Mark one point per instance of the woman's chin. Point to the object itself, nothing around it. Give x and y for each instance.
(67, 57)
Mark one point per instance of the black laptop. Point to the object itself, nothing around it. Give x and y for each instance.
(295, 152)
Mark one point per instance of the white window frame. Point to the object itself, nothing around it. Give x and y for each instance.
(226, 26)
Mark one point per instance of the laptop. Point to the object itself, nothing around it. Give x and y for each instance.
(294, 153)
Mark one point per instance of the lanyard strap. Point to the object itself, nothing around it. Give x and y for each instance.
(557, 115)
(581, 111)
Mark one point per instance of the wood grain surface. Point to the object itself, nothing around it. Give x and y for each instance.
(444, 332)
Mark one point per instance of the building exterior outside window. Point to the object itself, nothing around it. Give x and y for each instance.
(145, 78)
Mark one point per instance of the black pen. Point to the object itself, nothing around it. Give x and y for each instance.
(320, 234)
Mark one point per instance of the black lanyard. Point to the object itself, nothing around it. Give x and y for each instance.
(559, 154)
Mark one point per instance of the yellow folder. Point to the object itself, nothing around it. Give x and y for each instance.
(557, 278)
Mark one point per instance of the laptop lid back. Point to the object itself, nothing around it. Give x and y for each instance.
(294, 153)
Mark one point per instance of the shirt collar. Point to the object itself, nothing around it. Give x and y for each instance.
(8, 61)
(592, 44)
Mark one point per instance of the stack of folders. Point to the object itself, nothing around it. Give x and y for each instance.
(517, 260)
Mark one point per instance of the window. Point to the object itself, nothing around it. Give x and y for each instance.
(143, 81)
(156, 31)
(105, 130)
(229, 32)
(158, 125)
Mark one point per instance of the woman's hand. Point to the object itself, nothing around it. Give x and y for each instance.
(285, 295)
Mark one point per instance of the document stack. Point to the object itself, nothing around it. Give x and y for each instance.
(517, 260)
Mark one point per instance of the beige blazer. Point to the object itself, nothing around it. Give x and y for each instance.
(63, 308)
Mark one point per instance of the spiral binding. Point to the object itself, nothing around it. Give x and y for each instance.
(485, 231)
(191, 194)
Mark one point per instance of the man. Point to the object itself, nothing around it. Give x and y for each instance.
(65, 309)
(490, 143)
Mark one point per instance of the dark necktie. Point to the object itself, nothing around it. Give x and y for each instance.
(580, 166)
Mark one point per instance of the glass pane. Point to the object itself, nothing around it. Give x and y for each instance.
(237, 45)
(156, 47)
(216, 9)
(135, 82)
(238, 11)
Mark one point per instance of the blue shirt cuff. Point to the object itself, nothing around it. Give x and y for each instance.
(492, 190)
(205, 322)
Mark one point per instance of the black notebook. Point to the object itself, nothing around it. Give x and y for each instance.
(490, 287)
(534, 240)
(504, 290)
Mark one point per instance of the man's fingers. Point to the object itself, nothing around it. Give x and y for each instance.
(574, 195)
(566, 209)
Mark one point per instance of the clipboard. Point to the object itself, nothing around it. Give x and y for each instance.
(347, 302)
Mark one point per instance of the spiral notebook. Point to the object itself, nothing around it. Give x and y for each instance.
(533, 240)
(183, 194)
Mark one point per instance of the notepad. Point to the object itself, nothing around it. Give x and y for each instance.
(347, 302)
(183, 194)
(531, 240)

----------

Problem: Rewrite all of the records above, changing every "nothing around it" to "nothing near it" and keeping everything else the same.

In response:
Mark one point per instance of the woman's chin. Point to the object itself, nothing near it. Give x and y for each instance.
(67, 57)
Mark one point per instance of the black laptop. Point to the object itself, nothing near it. Give x and y for each instance.
(295, 152)
Mark one point per instance of the white window frame. Point to the object itself, nothing near it. Give x and y for each instance.
(226, 26)
Mark one point per instance of the laptop. Point to the object itself, nothing near it. Give x and y for each instance.
(294, 153)
Mark one point per instance of the lanyard strap. Point to the object itself, nothing near it. Give x and y for each instance.
(557, 115)
(581, 111)
Mark one point per instance of the wood grain surface. Point to the object itself, nothing near it. Give x and y for each instance.
(444, 332)
Mark one point per instance of the building exterior outside window. Point to the object itself, nothing near it. Give x and y for each instance.
(145, 78)
Mark one point per instance of the black pen. Point to the object itself, nothing near it. Give x and y for each instance.
(320, 234)
Mark one point per instance of the black lanyard. Point to the object itself, nothing near it. Give x and y for each instance.
(559, 154)
Mark one point per instance of the yellow folder. Point to the object itself, nothing near it. Give x and y for each instance.
(557, 278)
Mark one point per instance of the laptop lid back. Point to the object itself, nothing near it. Give x and y for each instance.
(294, 153)
Mark one point per instance of the shirt collar. Point to the object itself, nothing near it. Give x and y for each instance.
(8, 61)
(592, 44)
Mark one point per instance of the stack of folders. Point to the object itself, nothing near it. Give x and y for each instance.
(517, 260)
Mark one point per instance of the window. Point to the object itself, nothing near it. Give x and y for each instance.
(143, 81)
(156, 31)
(105, 130)
(229, 32)
(158, 125)
Mark one point per instance of the woman's hand. Point to the object itself, nothing near it. Give x and y for each instance.
(285, 295)
Mark one point per instance of the document stack. Point to the object itself, nothing near it. Give x and y for each instance.
(517, 260)
Mark one point per instance of the beige blazer. Point to the object itself, nothing near it. Give x and y for each instance.
(63, 308)
Mark one point per instance of the spiral binding. Point to the object itself, nothing near it. Give x and y for each instance.
(485, 231)
(191, 194)
Mark one point per instance of the man. Point to the object itself, nothing near it. Give x and y for each instance.
(65, 309)
(490, 143)
Mark one point per instance of the dark necktie. Point to the object itself, nothing near it. Give x and y for each instance.
(580, 166)
Mark one point per instance of the glass pane. Point to the object itself, nothing near it. Give x and y for each instance.
(237, 45)
(156, 47)
(216, 9)
(135, 82)
(238, 11)
Mark one point per instance of the blue shirt cuff. Point to the object itself, nothing near it. Give x and y for each instance.
(492, 190)
(205, 322)
Mark one point per instance of the black notebook. Point to the object itself, nothing near it. Give x and y for each instance.
(490, 287)
(534, 240)
(504, 290)
Mark one point per instance of the man's fingers. Point to the object itself, nothing near it. Give x and y for each instance.
(574, 195)
(566, 209)
Mark one point per instance of the clipboard. Point to the object itself, nothing near it. Give x and y for each instance.
(347, 302)
Mark one point per instance of the spiral notebook. Point to the object itself, nothing near it. Give x and y for each instance.
(533, 240)
(183, 194)
Mark one point per instance of the notepad. Point to the object itself, nothing near it. Give x and y for each instance.
(347, 302)
(183, 194)
(531, 240)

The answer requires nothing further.